— begin —

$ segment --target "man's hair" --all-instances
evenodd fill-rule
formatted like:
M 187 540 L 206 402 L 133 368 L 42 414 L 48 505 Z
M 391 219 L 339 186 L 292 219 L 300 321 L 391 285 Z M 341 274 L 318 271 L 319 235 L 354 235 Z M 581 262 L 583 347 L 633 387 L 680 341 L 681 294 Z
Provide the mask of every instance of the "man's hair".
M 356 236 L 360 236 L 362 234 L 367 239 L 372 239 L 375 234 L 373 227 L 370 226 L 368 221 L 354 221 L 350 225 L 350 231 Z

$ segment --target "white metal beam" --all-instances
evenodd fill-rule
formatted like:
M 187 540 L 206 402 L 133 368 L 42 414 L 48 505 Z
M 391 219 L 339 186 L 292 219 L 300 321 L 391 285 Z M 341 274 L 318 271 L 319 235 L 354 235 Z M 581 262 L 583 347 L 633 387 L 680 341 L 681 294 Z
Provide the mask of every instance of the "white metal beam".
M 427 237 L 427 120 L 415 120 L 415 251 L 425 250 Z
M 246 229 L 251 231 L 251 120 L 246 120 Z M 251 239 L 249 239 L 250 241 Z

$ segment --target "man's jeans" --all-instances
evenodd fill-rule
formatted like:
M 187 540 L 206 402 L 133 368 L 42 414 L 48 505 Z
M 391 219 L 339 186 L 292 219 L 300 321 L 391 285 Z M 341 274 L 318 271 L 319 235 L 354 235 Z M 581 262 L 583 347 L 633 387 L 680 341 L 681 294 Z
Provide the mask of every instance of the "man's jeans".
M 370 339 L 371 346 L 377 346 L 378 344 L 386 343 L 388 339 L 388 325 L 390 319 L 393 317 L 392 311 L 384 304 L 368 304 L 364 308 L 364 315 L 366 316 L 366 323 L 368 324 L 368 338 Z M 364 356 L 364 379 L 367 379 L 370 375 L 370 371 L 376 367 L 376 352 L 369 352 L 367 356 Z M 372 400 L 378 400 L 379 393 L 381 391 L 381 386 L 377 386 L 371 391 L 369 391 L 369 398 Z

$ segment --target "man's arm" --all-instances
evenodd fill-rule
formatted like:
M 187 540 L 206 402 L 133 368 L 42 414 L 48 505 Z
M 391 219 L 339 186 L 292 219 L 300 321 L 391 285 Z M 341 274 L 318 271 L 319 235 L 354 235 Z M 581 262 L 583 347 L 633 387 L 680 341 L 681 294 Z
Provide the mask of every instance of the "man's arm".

— end —

### WHAT IS EXPECTED
Write out every line of the records again, requests included, and shift each polygon coordinate in the answers by adding 111 to it. Leave the numbers in the requests and their format samples as they are.

### REPLY
$ segment --target "man's hair" --all-instances
evenodd fill-rule
formatted like:
M 187 540 L 206 402 L 133 368 L 42 414 L 48 505 Z
M 391 219 L 339 186 L 292 219 L 300 321 L 391 285 Z M 341 274 L 318 271 L 319 235 L 354 235 Z M 581 262 L 583 347 L 633 387 L 680 341 L 681 294 Z
Provide the mask of every instance of the "man's hair".
M 467 347 L 471 347 L 473 345 L 478 350 L 483 350 L 486 345 L 484 338 L 481 337 L 479 332 L 465 332 L 461 336 L 461 342 Z

$ segment --target "white metal beam" --all-instances
evenodd fill-rule
formatted like:
M 187 540 L 206 402 L 133 368 L 42 414 L 48 505 Z
M 391 219 L 339 186 L 292 219 L 300 321 L 391 285 Z M 341 274 L 318 271 L 319 235 L 354 235 Z M 581 262 L 583 347 L 633 387 L 680 341 L 681 294 Z
Provide the mask of every instance of the "white metal beam".
M 538 348 L 538 231 L 526 231 L 526 362 L 536 361 Z
M 357 340 L 362 342 L 362 231 L 357 231 Z M 362 350 L 360 350 L 361 352 Z

$ segment --target "man's jeans" --all-instances
evenodd fill-rule
formatted like:
M 187 540 L 206 402 L 133 368 L 42 414 L 48 505 Z
M 391 219 L 339 186 L 292 219 L 300 321 L 391 285 Z M 341 274 L 318 271 L 319 235 L 354 235 Z M 581 262 L 583 347 L 633 387 L 680 341 L 681 294 Z
Provide the mask of every instance of the "man's jeans".
M 481 450 L 482 457 L 488 457 L 489 455 L 497 454 L 499 450 L 499 436 L 501 430 L 504 428 L 503 422 L 495 415 L 479 415 L 475 419 L 475 426 L 477 427 L 477 434 L 479 435 L 479 449 Z M 475 467 L 475 490 L 478 490 L 481 486 L 481 482 L 487 478 L 487 463 L 480 463 L 478 467 Z M 483 511 L 489 511 L 490 504 L 492 502 L 492 497 L 488 497 L 482 502 L 480 502 L 480 509 Z

$ segment --target "man's arm" --all-instances
evenodd fill-rule
formatted like:
M 187 540 L 206 402 L 133 368 L 42 414 L 48 505 Z
M 391 219 L 339 186 L 292 219 L 300 321 L 391 285 Z M 341 274 L 318 271 L 319 235 L 354 235 Z M 581 262 L 583 347 L 633 387 L 680 341 L 681 294 Z
Provide the mask of every instance of the "man's arm".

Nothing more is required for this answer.